(Records drawn from a dataset)
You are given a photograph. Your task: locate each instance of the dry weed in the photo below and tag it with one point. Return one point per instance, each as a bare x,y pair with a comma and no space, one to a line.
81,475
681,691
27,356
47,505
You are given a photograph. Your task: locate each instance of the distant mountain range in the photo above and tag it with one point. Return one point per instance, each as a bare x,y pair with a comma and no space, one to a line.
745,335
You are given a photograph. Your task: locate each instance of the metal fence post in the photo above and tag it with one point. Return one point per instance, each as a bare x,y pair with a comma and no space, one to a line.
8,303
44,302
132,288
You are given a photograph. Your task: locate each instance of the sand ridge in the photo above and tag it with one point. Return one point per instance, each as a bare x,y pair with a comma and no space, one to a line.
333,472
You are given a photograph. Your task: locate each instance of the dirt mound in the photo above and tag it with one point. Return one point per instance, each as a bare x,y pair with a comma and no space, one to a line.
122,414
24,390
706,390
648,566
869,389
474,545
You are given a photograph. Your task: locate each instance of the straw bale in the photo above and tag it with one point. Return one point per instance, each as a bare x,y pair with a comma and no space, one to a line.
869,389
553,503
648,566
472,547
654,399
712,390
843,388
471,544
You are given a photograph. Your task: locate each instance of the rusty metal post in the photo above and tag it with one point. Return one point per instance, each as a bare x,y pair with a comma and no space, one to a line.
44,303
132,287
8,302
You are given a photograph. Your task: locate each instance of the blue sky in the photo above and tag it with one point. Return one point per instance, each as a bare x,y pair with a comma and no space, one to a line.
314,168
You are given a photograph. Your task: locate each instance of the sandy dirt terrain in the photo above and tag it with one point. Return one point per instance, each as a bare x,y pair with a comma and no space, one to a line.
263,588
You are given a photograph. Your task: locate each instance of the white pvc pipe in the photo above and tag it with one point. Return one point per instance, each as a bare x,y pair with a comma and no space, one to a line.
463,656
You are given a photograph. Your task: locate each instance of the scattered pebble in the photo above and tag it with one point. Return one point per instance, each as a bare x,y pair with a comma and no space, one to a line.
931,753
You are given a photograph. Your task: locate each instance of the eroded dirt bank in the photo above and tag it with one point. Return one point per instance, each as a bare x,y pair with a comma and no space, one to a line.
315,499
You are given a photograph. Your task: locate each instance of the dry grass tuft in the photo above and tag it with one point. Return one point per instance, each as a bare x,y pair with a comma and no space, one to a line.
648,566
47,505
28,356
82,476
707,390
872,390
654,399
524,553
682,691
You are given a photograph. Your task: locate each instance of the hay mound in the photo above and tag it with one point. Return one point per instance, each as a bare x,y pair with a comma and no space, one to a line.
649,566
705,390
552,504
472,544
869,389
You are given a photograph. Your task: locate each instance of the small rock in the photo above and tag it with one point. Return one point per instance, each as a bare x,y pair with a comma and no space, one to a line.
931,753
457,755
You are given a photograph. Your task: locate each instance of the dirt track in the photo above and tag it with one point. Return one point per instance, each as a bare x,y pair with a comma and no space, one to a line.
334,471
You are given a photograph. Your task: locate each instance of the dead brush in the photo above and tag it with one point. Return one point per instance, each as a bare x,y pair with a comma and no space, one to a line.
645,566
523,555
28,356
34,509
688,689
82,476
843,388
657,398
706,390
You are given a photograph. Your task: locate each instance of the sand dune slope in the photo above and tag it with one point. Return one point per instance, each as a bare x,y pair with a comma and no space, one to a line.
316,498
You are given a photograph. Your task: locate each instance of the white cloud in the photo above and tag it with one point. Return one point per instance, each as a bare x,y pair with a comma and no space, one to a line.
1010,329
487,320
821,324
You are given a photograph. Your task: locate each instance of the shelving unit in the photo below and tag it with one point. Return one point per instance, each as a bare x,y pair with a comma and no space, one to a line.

EXERCISE GOAL
Output the full set of entries exactly as they were given.

TASK ANSWER
You are given a photograph. Your task: locate each instance of the dry weed in the photo below and tag it with one point. Return one point per instance, each as a bare x,y pair with a comma and no space, one to a line.
81,475
681,691
27,356
47,505
You are given a photograph. Your task: locate each instance of the distant mountain range in the photo above and tag it with one point. Return one point per instance, each as a bare x,y pair with a comma and no space, one to a line.
745,335
You are given a photograph. Your task: locate each instance of the metal fence post in the photo above and tag it with one point. Return one point per instance, each as a bare x,y pair with a comma and no space, one to a line.
8,303
44,302
132,288
You are given a photograph. Your task: locate each instance of the sand ridge in the photo above and tag it with one point. Return one point per instance, each as a bare x,y pair with a comma and no space, one to a line.
333,472
You are given a photograph. Your task: locate each instance of the dirt mound in the photo above and tag it with one point. Return one point per instance, each as a bare x,y pair with a comma and no space, one to a line.
122,414
24,390
706,390
648,566
869,389
474,545
You are given a photograph. Your task: locate each instance of the straw bale in the photo above and tag it with one point. Return one point per instance, each as a bare x,y pair with a comma and no space, one to a line.
869,389
553,503
648,566
472,547
654,399
712,390
843,388
471,544
You are given a photograph. Your task: locate each instance of the rusty metal post in the photo above and tag it with one point. Return one point per instance, each as a bare x,y pair with a comma and no space, one to a line.
44,303
132,287
8,302
You are given a photograph. Your task: locate each instance of the blue sky in the photo above and tag it with one point. Return one point per instance, each as a bare x,y pair with a comma and no space, one to a line.
314,168
You are given a photograph. Your task: locate each instance of the sandy dirt terrain in the photo above and tag it with one point. Return one point per instance, each as a bare x,y pair with a comma and no space, one to a line.
263,588
You are given a photograph. Your task: locate each instance of the white pvc pipe in the photo above and tag it with one point. Return one point per instance, each as a bare x,y pair with a comma and no space, one to a line.
463,656
You are given a photograph. Your task: locate each instance of the scattered pebble in the photo above and tag it with one point. Return one point per instance, each as a bare x,y pair with a comma and no space, one to a line.
931,753
You are given a photograph. Your task: locate each instance of the eroded dirt bank in the photo above and tag it with one point. Return one point per instance, each as a bare x,y pair with a comma and no space, one to a line.
315,499
You are given a photograph. Your task: locate each instance of the dry grass tuft in the photo above and tag it with one point. Return one point per instance, each as a bare x,y pair with a comma and no space, one to a line.
648,566
47,505
28,356
82,476
707,390
872,390
654,399
524,553
682,691
You are given a photograph. Your task: locate each instance of the hay mound in the photo above and tag it with one point. Return one point per instance, each as a bare x,y pair with a comma and no space, one to a line.
649,566
705,390
552,504
472,544
869,389
You are given a photograph. Your task: locate each instance of the small rock in the photo above and tag it with one point. Return one point per instance, each as a bare x,y pair with a comma and no space, one to a line.
931,753
457,755
You are given a photograph. Your task: locate each instance of the dirt track in the photo above and tag it with one point. Return one point per instance, each as a bare x,y pair with a comma and no space, one to a line.
334,471
You are given a photograph. Your task: locate each instance of the dead brush in the photo above and tag it with one point. Return one point per instance, each as a bare x,y pair with a comma and no space, one to a line.
645,566
523,555
28,356
34,509
688,689
82,476
843,388
657,398
706,390
You are given a photograph. Your task: locate each instance of the sand dune slope in the photo above and tag it with one point. Return one point per instance, each as a bare x,y pair with a comma and no space, one to a line.
316,498
You are given a photograph. Your task: locate each instance of the white cloud in the photo above and tag it with one point. Return one point per instance, each as a bare x,y pair with a comma and no space, one to a line.
1010,329
487,320
821,324
You are given a photograph. Your task: locate each instance of the shelving unit in the photo below and tag it with one point. Return one point per instance, each as a bare x,y pair with a comma and no space, one to a line.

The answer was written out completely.